REQUIREMENT A =>
According to Dan Smith in the Bastille interview, why did technology and the internet become central topics of Give Me the Future? Answer in one to three sentences.
REQUIREMENT B =>
In the Bastille interview, what is the premise of the music video for 'Shut Off the Lights'?
REQUIREMENT C =>
Reproduce the passage of the Bastille interview starting at "MF: The internet" and ending at "mix and master?".

DOCUMENT PASSAGE =>
◆ ◆ ◆ ◆ ◆ ◆ ◆

Every new album cycle feels like another leap forward into the great unknown, but right now English pop-rock explorers Bastille are on the precipice of easily their greatest.

They know nothing of the world that awaits them after the release of their (now out) fourth album Give Me the Future – fitting, really, what with the title and all. They have plans, certainly – but if the last two years have shown us anything, the best-laid plans of mice and men yadda yadda yadda. All Bastille know for absolutely certain is that their new album is out.

It’s good, too – potentially the band’s best since their multi-platinum 2013 debut Bad Blood. It’s a focused, confident collection of songs – which is a curious contrast, considering its lyrical and conceptual core centres on dystopia, both real and imagined.

Then again, that’s always been the art of what Bastille does – and in order to understand said art, it’s helpful to have said artist on hand. Shortly before beginning filming the music video for the album’s most recent single ‘Shut Off the Lights’, the band’s lead singer and chief songwriter Dan Smith took a rapid-fire set of questions on ’80s cinema, big-shot songwriters and the curious technicality of being a two-hit wonder.

Music Feeds: You’re on set for the ‘Shut Off the Lights’ video right now – what’s the treatment? “Band looks cool while playing instruments,” perhaps?

Dan Smith: [laughs] Oh goodness, no! I don’t think Bastille has ever made one of those sorts of music videos. It’s really never been our thing! For me, our music videos are an excuse for me to get away with making weird little films. Some of them can be pretty abstract and uncomfortable, but the one we’re about to make is a little more jokey and a little more fun. Basically, the premise of the video is imagining what would happen if the internet broke. [laughs] It’ll make sense when you see it, I promise!

MF: The internet and technology are some of the broader topics covered on Give Me the Future – which, from all reports, is not what you originally planned to centre the record on. Can you speak a little on the conceptual evolution of the record from pre-pandemic through to the final mix and master?

DS: This album definitely started as a much more optimistic, hopeful, almost naive album. It was an album about different versions of escapism. As the past two years progressed, and we all found ourselves via screens, whatever relationships we’d had with technology became increasingly heightened. That all very much seeped into the album, of course. I’m just really interested in the fact that real-life felt like a dystopian science fiction film. Our relationship with technology and everything we see in the news every day and language like “lockdown” and “pandemic” and “quarantine”… it all became normalised. Like, there was even another space race in that time, but it just happened to be tech billionaires this time around. The strangeness of reality is wilder than many of the science fiction works of the past. That, to me, was really interesting.

At the same time, I kept coming back to that idea of escapism even as the album was changing. I think escapism in this time has become more vital than ever – the things that we rely on to get out of our own heads. Our imaginations, our video games, our VR, watching films, reading books. All of these things that we need and love have become so much more important. I guess that was the backdrop of sorts–wanting to talk about all these things and have those conversations, whilst also making a sort of big, weird pop album.

◆ ◆ ◆ ◆ ◆ ◆ ◆

DATA PROVIDED =>
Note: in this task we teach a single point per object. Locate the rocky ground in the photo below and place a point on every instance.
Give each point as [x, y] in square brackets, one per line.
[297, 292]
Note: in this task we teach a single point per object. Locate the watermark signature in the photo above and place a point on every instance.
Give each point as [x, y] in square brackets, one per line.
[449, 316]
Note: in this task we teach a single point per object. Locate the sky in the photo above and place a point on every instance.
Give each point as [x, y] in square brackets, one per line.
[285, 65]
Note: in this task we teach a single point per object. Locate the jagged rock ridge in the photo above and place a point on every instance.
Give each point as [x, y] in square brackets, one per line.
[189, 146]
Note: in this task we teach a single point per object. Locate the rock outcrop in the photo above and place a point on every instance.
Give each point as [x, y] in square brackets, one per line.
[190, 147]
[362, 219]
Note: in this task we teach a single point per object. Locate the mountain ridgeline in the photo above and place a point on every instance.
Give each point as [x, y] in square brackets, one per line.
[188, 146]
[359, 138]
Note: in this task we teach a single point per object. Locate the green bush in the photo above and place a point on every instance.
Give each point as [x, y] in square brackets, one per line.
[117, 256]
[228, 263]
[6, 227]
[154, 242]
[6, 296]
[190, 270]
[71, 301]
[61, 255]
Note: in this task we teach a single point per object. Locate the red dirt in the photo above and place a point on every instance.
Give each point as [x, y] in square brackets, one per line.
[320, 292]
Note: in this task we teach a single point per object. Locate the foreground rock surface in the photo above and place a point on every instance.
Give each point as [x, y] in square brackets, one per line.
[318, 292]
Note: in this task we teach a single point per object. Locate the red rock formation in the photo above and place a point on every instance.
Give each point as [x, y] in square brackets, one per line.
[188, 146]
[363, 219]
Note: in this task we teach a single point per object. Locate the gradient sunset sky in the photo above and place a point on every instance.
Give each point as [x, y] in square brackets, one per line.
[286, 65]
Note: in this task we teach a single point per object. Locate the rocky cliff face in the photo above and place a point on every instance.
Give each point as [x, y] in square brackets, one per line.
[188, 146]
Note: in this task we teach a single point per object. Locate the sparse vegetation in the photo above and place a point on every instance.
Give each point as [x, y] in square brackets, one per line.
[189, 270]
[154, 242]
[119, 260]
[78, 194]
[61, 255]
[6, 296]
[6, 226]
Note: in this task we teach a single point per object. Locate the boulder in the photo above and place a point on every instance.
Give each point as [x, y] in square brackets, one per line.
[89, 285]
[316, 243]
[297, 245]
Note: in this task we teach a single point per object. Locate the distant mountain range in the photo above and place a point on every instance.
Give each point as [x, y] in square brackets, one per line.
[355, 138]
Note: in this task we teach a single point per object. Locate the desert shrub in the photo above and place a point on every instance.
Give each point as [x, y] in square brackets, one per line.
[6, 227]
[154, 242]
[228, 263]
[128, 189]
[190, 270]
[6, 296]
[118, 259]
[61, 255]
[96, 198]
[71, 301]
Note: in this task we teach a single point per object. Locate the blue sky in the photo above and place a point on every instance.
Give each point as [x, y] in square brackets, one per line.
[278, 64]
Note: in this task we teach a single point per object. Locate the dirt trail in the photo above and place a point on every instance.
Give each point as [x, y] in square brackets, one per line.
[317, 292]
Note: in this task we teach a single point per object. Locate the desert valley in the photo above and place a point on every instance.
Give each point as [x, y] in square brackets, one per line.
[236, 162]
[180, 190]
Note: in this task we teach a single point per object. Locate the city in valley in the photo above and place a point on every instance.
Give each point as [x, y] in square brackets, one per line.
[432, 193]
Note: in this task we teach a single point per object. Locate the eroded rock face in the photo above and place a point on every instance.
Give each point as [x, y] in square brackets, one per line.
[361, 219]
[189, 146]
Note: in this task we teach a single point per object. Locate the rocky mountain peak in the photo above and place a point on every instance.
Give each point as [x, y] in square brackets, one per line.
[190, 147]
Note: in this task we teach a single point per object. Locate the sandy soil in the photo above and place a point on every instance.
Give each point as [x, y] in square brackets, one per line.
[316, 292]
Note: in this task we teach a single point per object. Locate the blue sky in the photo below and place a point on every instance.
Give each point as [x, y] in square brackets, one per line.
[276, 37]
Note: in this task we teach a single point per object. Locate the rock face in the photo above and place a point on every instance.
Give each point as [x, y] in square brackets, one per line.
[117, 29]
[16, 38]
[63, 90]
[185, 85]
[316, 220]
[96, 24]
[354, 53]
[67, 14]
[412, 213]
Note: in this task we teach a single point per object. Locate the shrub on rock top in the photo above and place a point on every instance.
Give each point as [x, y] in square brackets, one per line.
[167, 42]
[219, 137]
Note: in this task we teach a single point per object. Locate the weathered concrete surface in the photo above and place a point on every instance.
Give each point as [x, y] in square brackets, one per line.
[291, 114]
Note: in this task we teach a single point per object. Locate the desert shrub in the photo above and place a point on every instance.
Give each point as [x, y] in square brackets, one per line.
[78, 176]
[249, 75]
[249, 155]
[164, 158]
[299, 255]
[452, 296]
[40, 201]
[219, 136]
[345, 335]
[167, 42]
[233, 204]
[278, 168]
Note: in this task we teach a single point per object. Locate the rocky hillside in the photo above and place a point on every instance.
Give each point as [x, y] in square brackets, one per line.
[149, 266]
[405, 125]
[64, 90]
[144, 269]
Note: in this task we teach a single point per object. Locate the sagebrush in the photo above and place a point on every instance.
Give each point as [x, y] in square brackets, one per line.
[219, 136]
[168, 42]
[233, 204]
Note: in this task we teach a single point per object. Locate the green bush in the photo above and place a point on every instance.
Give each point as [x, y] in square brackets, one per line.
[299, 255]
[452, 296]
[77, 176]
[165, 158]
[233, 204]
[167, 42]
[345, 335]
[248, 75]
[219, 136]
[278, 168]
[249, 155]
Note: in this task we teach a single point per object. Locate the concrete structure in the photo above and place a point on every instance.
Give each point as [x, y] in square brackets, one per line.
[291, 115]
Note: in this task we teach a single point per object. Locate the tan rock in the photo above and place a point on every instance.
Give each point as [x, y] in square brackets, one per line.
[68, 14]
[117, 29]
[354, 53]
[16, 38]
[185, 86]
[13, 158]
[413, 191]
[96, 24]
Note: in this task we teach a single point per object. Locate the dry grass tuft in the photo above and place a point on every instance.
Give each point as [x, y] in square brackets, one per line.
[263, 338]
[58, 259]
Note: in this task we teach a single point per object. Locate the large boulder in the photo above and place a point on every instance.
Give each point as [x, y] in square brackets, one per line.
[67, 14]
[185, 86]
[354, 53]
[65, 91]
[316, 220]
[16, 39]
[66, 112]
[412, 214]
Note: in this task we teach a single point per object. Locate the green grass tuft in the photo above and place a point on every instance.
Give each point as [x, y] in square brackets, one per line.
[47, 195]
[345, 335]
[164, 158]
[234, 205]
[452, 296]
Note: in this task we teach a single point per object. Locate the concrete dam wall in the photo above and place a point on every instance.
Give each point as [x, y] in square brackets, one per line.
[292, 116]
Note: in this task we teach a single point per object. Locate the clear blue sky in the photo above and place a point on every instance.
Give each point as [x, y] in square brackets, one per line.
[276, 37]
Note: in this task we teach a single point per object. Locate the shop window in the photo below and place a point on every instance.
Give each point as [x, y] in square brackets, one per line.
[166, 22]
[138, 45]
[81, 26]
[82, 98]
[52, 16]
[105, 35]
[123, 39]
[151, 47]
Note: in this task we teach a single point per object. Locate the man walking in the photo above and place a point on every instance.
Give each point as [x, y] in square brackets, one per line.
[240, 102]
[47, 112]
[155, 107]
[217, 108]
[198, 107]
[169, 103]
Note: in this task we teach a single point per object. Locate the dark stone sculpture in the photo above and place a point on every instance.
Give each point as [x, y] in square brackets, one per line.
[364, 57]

◆ ◆ ◆ ◆ ◆ ◆ ◆

PROBLEM SOLUTION A =>
As the past two years progressed, people found themselves living through screens, so their existing relationships with technology became increasingly heightened. That experience seeped into the album, which had started as a more optimistic record about different versions of escapism.

PROBLEM SOLUTION B =>
It imagines what would happen if the internet broke.

PROBLEM SOLUTION C =>
MF: The internet and technology are some of the broader topics covered on Give Me the Future – which, from all reports, is not what you originally planned to centre the record on. Can you speak a little on the conceptual evolution of the record from pre-pandemic through to the final mix and master?